◆ Exercise requirements:
Find the line that contains "Could you please locate the white banner". Output it and every line after it to the end of the records, exactly as they appear.

◆ Extracted information:
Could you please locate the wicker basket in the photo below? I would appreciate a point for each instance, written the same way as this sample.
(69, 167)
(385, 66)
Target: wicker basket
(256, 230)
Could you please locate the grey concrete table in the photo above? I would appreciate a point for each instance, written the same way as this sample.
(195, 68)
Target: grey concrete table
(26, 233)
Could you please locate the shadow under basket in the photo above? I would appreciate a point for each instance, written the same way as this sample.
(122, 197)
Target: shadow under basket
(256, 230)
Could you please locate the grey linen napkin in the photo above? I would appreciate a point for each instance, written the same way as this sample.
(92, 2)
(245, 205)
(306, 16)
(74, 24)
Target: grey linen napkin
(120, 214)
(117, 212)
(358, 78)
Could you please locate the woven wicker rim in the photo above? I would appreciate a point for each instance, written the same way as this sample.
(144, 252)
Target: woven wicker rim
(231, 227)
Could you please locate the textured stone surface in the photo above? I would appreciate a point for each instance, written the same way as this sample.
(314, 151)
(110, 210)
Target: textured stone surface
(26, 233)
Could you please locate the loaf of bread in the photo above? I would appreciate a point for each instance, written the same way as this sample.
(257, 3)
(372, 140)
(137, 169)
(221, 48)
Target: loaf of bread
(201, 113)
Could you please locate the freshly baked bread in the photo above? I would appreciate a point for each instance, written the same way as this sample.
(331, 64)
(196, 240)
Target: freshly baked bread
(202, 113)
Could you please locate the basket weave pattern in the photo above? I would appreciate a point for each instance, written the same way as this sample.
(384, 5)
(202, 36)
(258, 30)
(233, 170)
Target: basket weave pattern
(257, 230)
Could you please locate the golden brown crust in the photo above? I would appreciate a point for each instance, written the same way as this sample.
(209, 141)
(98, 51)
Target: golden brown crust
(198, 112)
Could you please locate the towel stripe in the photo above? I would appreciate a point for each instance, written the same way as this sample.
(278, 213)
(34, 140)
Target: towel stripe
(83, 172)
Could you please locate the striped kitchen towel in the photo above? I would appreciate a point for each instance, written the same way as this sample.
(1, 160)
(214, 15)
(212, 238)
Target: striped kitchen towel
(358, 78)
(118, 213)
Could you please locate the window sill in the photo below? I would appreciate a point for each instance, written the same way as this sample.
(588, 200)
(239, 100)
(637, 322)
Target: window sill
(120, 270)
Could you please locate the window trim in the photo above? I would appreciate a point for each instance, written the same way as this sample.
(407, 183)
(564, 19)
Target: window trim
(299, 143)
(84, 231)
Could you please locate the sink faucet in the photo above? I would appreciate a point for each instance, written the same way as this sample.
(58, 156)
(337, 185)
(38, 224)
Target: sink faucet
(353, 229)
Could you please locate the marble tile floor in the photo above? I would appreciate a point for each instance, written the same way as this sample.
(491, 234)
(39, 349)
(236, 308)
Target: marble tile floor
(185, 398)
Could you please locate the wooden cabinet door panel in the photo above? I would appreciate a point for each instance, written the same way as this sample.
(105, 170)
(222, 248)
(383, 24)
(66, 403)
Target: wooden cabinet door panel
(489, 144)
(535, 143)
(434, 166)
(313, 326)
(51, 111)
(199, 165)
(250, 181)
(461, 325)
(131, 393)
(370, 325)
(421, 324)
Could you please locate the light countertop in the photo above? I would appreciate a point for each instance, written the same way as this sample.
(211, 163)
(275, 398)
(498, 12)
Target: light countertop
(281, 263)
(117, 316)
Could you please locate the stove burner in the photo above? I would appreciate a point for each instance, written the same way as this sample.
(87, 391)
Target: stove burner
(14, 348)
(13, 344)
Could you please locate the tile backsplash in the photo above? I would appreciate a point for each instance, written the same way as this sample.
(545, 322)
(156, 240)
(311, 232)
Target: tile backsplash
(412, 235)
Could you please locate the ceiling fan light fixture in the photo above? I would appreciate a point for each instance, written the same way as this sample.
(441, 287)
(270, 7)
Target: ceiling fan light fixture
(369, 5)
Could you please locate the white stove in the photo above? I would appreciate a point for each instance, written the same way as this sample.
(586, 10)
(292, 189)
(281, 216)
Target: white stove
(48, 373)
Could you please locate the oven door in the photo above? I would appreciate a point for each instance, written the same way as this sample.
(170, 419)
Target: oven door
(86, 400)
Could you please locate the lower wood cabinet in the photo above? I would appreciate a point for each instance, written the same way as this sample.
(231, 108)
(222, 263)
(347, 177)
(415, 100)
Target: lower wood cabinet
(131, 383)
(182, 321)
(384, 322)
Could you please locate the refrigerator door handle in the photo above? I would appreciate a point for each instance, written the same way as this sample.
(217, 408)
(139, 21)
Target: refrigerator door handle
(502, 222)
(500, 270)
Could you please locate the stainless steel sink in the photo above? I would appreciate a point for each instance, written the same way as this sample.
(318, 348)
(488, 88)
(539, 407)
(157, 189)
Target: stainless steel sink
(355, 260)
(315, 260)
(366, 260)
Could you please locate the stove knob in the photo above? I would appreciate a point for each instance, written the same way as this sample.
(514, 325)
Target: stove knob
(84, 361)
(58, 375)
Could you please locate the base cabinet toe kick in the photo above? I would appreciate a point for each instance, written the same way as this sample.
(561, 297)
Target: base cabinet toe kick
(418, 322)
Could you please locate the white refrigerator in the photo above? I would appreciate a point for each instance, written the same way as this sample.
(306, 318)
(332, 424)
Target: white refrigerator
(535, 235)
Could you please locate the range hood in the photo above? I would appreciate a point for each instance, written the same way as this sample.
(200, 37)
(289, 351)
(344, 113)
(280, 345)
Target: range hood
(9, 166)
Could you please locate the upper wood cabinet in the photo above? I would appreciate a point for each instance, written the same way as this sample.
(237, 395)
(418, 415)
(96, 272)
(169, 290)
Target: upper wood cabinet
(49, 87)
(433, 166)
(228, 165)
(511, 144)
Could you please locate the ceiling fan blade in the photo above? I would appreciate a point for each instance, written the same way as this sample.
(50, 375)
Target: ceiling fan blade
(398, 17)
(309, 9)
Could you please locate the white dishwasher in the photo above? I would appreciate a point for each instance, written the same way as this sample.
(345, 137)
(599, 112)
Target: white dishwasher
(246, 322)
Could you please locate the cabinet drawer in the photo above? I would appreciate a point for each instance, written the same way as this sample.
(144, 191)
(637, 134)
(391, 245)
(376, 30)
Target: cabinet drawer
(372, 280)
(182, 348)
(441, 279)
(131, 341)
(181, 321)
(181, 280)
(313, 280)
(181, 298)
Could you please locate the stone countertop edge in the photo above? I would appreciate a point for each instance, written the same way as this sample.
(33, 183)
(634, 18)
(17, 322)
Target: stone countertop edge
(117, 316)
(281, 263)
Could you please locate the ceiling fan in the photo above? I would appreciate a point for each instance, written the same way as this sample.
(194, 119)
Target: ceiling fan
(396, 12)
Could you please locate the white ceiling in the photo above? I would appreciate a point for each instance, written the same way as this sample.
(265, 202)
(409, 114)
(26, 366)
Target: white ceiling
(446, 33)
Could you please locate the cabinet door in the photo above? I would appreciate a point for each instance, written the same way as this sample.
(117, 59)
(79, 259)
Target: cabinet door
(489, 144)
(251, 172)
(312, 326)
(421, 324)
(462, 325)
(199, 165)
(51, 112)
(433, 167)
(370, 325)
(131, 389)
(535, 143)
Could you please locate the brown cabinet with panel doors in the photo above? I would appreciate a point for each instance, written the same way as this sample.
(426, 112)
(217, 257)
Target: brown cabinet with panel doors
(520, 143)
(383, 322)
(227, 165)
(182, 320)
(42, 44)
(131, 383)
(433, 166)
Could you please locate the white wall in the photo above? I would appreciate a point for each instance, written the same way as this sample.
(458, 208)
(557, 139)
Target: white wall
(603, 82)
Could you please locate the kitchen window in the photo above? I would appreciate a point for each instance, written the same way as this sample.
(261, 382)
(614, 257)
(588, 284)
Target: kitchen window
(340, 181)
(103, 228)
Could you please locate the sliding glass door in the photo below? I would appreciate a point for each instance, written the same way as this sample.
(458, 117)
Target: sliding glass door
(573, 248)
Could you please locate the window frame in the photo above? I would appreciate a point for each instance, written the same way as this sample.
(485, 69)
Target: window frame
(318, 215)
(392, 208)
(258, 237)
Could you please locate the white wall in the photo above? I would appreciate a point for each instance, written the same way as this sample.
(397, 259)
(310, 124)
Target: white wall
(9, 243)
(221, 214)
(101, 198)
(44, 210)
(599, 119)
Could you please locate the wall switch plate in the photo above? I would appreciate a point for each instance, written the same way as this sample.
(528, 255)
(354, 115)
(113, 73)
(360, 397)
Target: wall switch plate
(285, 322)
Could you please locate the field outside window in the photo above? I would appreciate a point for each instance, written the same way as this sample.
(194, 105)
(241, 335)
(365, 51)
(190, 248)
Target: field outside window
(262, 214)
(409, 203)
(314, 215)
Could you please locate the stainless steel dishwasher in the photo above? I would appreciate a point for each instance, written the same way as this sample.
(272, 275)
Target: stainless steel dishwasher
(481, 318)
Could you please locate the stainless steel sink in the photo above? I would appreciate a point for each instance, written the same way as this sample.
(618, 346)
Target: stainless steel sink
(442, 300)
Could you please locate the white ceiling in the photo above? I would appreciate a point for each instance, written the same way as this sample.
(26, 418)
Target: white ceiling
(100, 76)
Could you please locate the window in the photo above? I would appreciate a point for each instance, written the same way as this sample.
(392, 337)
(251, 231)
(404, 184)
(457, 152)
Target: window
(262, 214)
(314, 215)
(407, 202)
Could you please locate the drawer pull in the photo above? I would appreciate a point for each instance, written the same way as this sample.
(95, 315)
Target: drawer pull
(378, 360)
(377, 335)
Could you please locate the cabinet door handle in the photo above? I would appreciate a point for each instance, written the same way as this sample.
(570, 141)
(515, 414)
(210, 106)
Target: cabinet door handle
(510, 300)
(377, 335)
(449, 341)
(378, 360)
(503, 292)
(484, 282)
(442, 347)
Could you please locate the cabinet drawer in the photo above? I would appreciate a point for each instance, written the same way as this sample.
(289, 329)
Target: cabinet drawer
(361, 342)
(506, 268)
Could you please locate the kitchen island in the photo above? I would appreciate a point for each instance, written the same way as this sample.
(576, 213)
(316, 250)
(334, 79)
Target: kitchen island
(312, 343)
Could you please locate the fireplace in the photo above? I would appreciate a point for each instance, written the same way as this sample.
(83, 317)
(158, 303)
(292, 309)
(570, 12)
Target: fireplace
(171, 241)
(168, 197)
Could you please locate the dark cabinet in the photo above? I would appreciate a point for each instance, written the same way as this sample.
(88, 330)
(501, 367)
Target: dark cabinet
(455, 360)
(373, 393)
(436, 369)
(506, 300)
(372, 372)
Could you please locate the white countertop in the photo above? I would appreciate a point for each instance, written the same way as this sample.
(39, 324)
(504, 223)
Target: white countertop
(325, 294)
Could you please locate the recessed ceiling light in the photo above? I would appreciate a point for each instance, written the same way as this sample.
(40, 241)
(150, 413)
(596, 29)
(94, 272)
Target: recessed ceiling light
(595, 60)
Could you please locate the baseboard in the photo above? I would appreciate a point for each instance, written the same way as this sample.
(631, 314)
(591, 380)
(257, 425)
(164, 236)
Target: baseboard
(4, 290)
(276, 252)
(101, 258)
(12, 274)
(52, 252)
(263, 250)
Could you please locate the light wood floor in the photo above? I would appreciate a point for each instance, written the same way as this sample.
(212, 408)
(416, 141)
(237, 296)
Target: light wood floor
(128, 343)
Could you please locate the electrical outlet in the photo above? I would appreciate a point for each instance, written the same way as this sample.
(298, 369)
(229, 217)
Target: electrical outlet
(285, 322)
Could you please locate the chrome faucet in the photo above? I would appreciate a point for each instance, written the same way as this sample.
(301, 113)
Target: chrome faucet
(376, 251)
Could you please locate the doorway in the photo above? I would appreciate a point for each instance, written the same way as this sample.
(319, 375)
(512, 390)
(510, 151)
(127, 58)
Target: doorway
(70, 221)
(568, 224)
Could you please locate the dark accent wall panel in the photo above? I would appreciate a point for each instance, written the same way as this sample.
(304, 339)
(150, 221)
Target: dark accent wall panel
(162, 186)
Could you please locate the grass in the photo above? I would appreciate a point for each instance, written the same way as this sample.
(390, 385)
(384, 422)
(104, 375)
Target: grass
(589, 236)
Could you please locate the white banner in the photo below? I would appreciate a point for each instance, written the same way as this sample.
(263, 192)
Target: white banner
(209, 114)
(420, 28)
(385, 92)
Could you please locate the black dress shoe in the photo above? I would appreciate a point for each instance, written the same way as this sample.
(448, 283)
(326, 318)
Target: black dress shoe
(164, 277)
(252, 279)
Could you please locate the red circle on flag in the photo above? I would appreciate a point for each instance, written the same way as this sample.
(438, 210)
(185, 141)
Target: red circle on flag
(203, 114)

◆ Complete response:
Could you please locate the white banner in the photo below? I would appreciate a point for each instance, written the same way as this sample.
(263, 192)
Target: white banner
(209, 114)
(420, 28)
(385, 92)
Could you please locate the black dress shoe in the photo above? I would appreciate a point for each instance, written the same way as this sample.
(448, 283)
(326, 318)
Target: black dress shoe
(164, 277)
(252, 279)
Could you please locate the red circle on flag in the photo above? I would appreciate a point for each instance, written the same way as this sample.
(438, 210)
(185, 141)
Target: red circle on flag
(203, 114)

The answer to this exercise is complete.